Réécrivez le passage du bilan climatique de 2022 qui va de « Ce printemps sec » à « jours à Uccle. », en y remplaçant « Boosté » par « Porté ».

• _TEXTE PRÉSENTÉ_:
________________________

Bilan 2022, une année au climat record : chaude, sèche et ensoleillée

Carine Massaux, Orianne Rollin et Victor Herman

Les conditions climatiques ont encore atteint des extrêmes. Après une année froide et humide en 2021, l’apiculteur a dû s’adapter à des conditions climatiques chaudes et très sèches en 2022.

Des miellées généreuses ont été enregistrées au printemps, suivies en été par des miellées proches de la moyenne. Le résultat global des récoltes de miel sur l’année 2022 a été considéré comme très satisfaisant par la plupart des apiculteurs.

Climat en 2022

Sur base des mesures enregistrées à Uccle (Bruxelles), l’Institut Royal Météorologique (IRM) qualifie 2022 d’année la plus chaude (avec 2020) depuis le début des observations en 1833, ainsi que de quatrième année la plus sèche et de deuxième année la plus ensoleillée de la période de référence actuelle (Fig. 1).

Plus précisément, le printemps 2022 a globalement été chaud, sec et ensoleillé. Les mois de mars et avril ont été très secs, suivis par une fin mai plus humide qui a heureusement permis une brève reprise de la végétation et donc de la production de nectar par les plantes. Ce printemps 2022 reste néanmoins un des plus secs enregistrés par l’IRM depuis 1833, avec un nouveau record absolu en faibles quantités de précipitations pour le mois de mars. Au niveau des températures, le printemps dans son ensemble a été plus chaud que la moyenne : 11,3°C (normale à 10,5°C), et les trois mois du printemps ont tous été plus ensoleillés que la moyenne, avec un nouveau record absolu pour le mois de mars également.

Ce printemps sec a ensuite été suivi par un été chaud, ensoleillé et extrêmement sec en terme de précipitations. Depuis 1833, jamais auparavant il n’était tombé aussi peu de précipitations pendant les mois de juillet et août. Boosté par un mois d’août très chaud, l’été 2022 a également été beaucoup plus chaud que la normale : 19,6°C (normale à 17,9°C et record absolu à 19,9°C en 2018). De plus, le soleil a brillé tous les jours à Uccle.

________________________

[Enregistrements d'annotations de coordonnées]
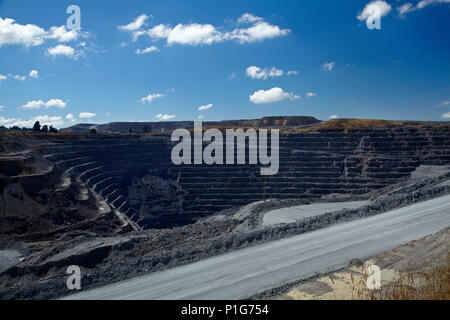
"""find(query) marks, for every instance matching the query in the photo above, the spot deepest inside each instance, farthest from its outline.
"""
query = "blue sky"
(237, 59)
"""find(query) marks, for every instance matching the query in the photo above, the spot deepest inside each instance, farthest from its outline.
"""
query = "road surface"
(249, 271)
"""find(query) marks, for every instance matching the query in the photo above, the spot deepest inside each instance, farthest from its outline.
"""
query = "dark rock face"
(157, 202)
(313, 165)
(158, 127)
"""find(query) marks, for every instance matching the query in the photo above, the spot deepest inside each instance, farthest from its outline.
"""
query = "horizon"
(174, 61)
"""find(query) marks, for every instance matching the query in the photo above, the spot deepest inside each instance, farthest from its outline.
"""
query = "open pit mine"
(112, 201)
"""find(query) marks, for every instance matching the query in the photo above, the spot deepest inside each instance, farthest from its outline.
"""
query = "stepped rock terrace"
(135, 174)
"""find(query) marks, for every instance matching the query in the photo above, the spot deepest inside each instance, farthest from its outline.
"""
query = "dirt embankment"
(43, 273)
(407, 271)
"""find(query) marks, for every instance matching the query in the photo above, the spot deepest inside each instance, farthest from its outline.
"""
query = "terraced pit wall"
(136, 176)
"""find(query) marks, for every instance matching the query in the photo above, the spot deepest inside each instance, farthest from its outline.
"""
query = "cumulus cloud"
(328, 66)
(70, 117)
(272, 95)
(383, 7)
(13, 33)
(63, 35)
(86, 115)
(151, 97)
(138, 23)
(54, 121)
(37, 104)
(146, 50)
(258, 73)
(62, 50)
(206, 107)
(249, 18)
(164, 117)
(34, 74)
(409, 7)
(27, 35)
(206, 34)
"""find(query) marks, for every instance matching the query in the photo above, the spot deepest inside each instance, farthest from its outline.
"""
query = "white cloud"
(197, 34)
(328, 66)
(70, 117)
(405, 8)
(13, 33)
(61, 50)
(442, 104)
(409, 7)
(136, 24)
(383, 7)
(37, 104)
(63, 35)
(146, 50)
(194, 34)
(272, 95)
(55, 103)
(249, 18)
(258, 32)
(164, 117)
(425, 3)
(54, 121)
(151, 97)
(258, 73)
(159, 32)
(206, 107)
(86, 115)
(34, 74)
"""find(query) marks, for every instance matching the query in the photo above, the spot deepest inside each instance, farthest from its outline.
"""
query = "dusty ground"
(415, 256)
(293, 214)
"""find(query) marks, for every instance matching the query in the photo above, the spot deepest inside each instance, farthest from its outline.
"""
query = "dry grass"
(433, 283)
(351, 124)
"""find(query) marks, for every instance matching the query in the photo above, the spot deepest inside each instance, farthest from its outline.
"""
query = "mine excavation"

________________________

• _EXERCICE CORRIGÉ_:
Ce printemps sec a ensuite été suivi par un été chaud, ensoleillé et extrêmement sec en terme de précipitations. Depuis 1833, jamais auparavant il n’était tombé aussi peu de précipitations pendant les mois de juillet et août. Porté par un mois d’août très chaud, l’été 2022 a également été beaucoup plus chaud que la normale : 19,6°C (normale à 17,9°C et record absolu à 19,9°C en 2018). De plus, le soleil a brillé tous les jours à Uccle.